EXCERPTED PASSAGE:
_ _ _ _

They allege no intentional torts against Crowe, and thus the county. Doc. 26 at 4-5. Compare Block v. Ribar, 156 F.3d 673, 681 (6th Cir. 1998) (As required for a 42 U.S.C. § 1983 retaliation claim, crime victim and her husband sufficiently alleged that sheriff's adverse action caused them to suffer an injury that would chill people of ordinary firmness from continuing to engage in their constitutionally protected activity, based on allegations that sheriff intentionally and publicly revealed confidential and humiliating information regarding victim's rape by an unknown assailant, and that sheriff's public release of the private details of the rape damaged them by chilling their First Amendment right to freely criticize a public official).
Georgia government officials (state and county) typically plead official immunity against state law clams. Under that, "public agents are protected from personal liability for discretionary actions taken within the scope of their official authority, and done without wil[l]fulness, malice, or corruption. [However, t]he immunity does not extend to the negligent performance of a ministerial duty." Wallace, 274 Ga. App. at 779. Here, plaintiffs plead only that Crowe performed a ministerial duty negligently. Doc. 26 at 45. They conspicuously do not raise an invasion of privacy tort under Georgia law. Compare Alexander v. New Corp., 2004 WL 3591340 at * 3 (S.D. Ga. Mar. 2004) (under the "public disclosure of embarrassing facts" privacy tort one must show "(1) the public disclosure of private facts; (2) the facts disclosed must be private, secluded and secret facts; and (3) the matter made public must be offensive and objectionable to a reasonable man of ordinary sensibilities under the circumstances.").
They appear to have pled their way out of court. A "negligent infliction" claim must include an allegation of a pecuniary loss and injury, but none has been pled here. Oliver v. McDade, 328 Ga. App. 368, 370 (2014) ("a plaintiff may... recover damages for emotional distress flowing from a defendant's negligence, notwithstanding the absence of physical injury. But these damages are recoverable only if the plaintiff has suffered a pecuniary loss and has suffered an injury to the person, albeit not physical.") (emphasis added; quotes and cite omitted). Doc. 26 at 4-6 (pleading only that plaintiffs "have been harmed."). And if "[s]harp or sloppy business practices" don't make the intentional infliction grade, Souza v. JP Morgan & Chase Co., 2014 WL 1338762 at * 5 (N.D. Ga. Apr. 2, 2014), then sloppy docketing by a court clerk won't either. So even if plaintiffs thought about amending their Complaint to include an intentional infliction count, it would still fail.

_ _ _ _

Data listing:

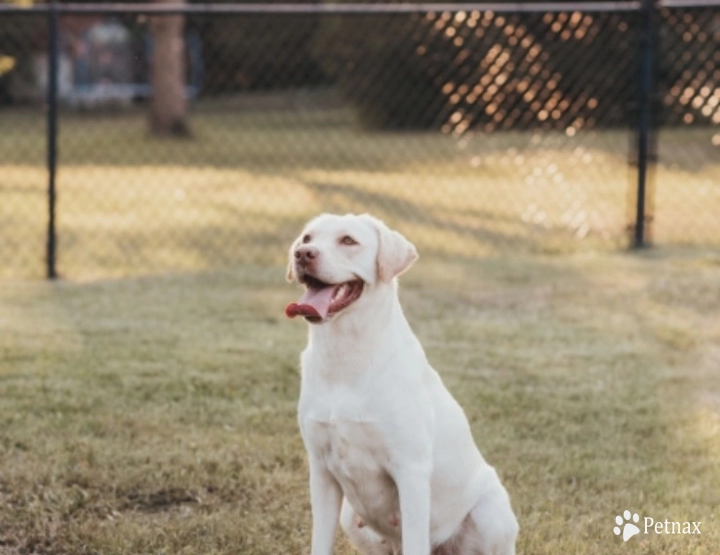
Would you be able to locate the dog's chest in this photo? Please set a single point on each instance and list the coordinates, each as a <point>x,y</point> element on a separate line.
<point>355,451</point>
<point>347,446</point>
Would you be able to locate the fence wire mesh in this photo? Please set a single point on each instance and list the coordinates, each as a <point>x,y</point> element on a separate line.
<point>474,132</point>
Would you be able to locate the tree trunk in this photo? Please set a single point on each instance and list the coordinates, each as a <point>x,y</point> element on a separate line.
<point>168,115</point>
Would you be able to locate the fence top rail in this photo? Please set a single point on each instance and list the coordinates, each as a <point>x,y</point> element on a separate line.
<point>329,9</point>
<point>346,9</point>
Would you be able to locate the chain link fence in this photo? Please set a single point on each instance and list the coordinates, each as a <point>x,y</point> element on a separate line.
<point>475,132</point>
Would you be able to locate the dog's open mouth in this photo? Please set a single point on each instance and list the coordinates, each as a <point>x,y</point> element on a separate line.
<point>321,299</point>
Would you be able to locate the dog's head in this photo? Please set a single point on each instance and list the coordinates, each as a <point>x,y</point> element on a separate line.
<point>341,259</point>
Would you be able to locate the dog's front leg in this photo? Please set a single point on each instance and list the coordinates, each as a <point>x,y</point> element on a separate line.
<point>413,483</point>
<point>325,499</point>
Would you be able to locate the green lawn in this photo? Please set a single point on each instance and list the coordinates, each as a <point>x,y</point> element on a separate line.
<point>129,204</point>
<point>156,415</point>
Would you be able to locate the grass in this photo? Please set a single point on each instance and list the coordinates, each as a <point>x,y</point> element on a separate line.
<point>129,204</point>
<point>156,415</point>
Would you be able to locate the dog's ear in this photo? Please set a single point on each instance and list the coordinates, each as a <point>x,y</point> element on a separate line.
<point>395,253</point>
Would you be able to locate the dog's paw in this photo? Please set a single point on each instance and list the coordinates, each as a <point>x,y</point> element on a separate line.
<point>629,529</point>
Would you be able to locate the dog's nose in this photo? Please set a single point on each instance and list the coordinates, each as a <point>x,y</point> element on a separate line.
<point>306,253</point>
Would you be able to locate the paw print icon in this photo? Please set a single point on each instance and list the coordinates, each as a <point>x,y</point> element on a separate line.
<point>626,521</point>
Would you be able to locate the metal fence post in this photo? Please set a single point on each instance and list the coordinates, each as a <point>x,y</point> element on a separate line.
<point>52,130</point>
<point>646,140</point>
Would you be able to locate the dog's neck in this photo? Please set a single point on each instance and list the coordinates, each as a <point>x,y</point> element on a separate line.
<point>343,343</point>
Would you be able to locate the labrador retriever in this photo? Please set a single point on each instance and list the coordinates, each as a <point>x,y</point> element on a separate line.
<point>390,451</point>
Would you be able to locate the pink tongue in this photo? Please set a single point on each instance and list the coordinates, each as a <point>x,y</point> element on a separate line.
<point>314,303</point>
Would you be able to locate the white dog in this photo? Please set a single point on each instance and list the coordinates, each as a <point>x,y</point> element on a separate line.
<point>390,451</point>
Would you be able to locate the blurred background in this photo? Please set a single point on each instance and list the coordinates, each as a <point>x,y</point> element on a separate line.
<point>205,139</point>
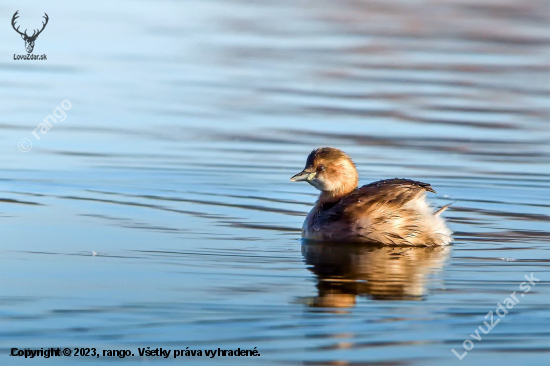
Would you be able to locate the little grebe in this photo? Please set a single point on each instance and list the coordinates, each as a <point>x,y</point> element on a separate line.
<point>391,211</point>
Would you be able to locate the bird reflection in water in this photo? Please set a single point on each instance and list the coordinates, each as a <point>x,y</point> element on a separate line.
<point>380,272</point>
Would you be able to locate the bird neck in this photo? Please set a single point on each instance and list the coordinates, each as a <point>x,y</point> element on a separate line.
<point>330,197</point>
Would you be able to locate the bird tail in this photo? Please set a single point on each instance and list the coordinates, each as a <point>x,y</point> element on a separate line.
<point>440,211</point>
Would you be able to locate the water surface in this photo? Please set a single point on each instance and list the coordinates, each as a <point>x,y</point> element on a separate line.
<point>159,212</point>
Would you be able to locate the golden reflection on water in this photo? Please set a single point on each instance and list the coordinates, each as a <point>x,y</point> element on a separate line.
<point>345,271</point>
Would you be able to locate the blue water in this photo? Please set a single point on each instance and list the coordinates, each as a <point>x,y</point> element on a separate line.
<point>159,212</point>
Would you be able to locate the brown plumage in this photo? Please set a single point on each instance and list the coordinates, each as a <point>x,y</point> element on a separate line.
<point>391,211</point>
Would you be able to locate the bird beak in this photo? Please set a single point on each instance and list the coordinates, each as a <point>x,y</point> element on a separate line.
<point>303,176</point>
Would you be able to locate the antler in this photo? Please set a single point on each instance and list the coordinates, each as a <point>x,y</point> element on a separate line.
<point>15,16</point>
<point>43,26</point>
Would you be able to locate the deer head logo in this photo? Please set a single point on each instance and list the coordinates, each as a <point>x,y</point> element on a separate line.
<point>29,40</point>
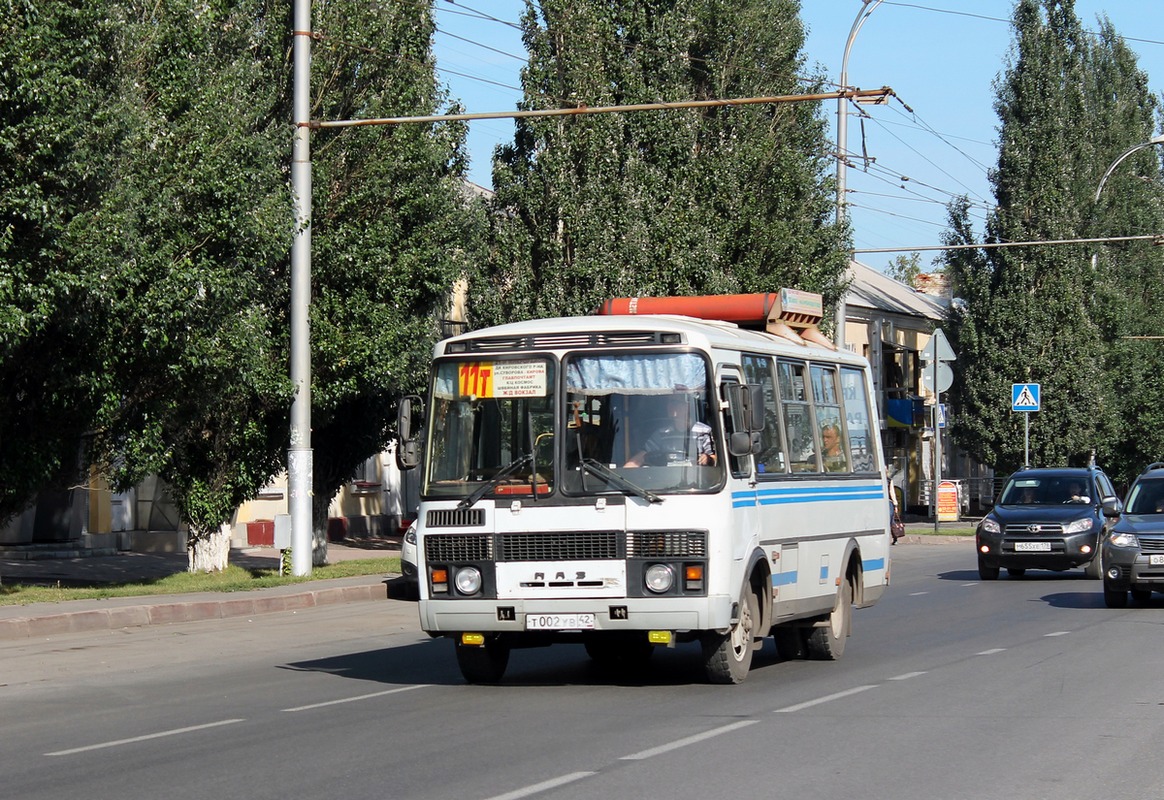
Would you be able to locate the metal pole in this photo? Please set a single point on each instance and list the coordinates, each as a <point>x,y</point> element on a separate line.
<point>299,454</point>
<point>937,439</point>
<point>867,7</point>
<point>1119,160</point>
<point>1026,439</point>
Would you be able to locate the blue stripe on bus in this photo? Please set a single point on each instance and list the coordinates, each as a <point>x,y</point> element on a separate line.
<point>782,495</point>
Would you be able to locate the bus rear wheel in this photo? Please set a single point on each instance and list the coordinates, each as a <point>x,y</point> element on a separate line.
<point>728,657</point>
<point>827,643</point>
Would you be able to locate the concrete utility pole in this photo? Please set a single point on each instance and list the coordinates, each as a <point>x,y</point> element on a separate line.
<point>299,454</point>
<point>867,7</point>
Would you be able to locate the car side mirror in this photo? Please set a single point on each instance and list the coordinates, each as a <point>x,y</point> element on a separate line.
<point>1112,507</point>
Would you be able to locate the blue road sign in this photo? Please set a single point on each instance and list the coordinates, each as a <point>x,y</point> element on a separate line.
<point>1024,397</point>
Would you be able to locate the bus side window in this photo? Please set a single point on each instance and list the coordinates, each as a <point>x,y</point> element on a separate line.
<point>835,455</point>
<point>771,459</point>
<point>797,416</point>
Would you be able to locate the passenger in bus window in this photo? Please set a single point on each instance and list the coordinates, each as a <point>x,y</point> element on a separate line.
<point>680,434</point>
<point>832,450</point>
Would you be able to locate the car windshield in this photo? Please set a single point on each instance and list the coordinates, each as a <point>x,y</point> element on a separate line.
<point>1147,496</point>
<point>1047,490</point>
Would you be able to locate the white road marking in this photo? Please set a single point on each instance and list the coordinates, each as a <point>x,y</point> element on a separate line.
<point>143,738</point>
<point>690,740</point>
<point>357,698</point>
<point>553,783</point>
<point>825,699</point>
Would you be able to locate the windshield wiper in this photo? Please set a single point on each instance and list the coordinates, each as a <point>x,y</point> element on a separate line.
<point>609,475</point>
<point>502,474</point>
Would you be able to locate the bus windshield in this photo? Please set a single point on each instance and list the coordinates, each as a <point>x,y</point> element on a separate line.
<point>492,429</point>
<point>645,416</point>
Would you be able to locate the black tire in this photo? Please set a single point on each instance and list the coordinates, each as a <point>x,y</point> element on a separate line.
<point>728,657</point>
<point>985,572</point>
<point>484,664</point>
<point>828,642</point>
<point>1115,597</point>
<point>790,645</point>
<point>1094,568</point>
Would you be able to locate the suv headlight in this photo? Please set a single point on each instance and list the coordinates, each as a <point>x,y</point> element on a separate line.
<point>1123,539</point>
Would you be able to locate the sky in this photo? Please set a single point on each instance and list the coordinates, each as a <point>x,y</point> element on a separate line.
<point>934,141</point>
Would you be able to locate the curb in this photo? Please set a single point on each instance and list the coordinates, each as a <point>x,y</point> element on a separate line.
<point>171,611</point>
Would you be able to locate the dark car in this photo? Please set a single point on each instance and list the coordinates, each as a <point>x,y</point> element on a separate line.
<point>1134,550</point>
<point>1048,518</point>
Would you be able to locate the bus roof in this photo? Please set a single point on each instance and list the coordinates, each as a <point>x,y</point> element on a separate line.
<point>568,333</point>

_ _ _ _

WORK TO DO:
A: Copy the part of the court ruling that begins at the words "They allege no" and ends after the words "a public official).", keeping every word and mark the same.
B: From the data listing records, repeat word for word the lines starting at the one containing "Would you be able to locate the bus windshield" and stopping after the one containing "<point>1094,568</point>", with both of those lines included.

SOLUTIONS IN ORDER:
A:
They allege no intentional torts against Crowe, and thus the county. Doc. 26 at 4-5. Compare Block v. Ribar, 156 F.3d 673, 681 (6th Cir. 1998) (As required for a 42 U.S.C. § 1983 retaliation claim, crime victim and her husband sufficiently alleged that sheriff's adverse action caused them to suffer an injury that would chill people of ordinary firmness from continuing to engage in their constitutionally protected activity, based on allegations that sheriff intentionally and publicly revealed confidential and humiliating information regarding victim's rape by an unknown assailant, and that sheriff's public release of the private details of the rape damaged them by chilling their First Amendment right to freely criticize a public official).

B:
Would you be able to locate the bus windshield in this photo? Please set a single point on each instance and list the coordinates, each as a <point>x,y</point> element on a separate line.
<point>492,429</point>
<point>645,416</point>
Would you be able to locate the black tire in this photo? Please set a single point on each instance and list the coordinates, each as a <point>x,y</point> element on a separate line.
<point>728,657</point>
<point>985,572</point>
<point>484,664</point>
<point>828,642</point>
<point>1115,597</point>
<point>790,645</point>
<point>1094,568</point>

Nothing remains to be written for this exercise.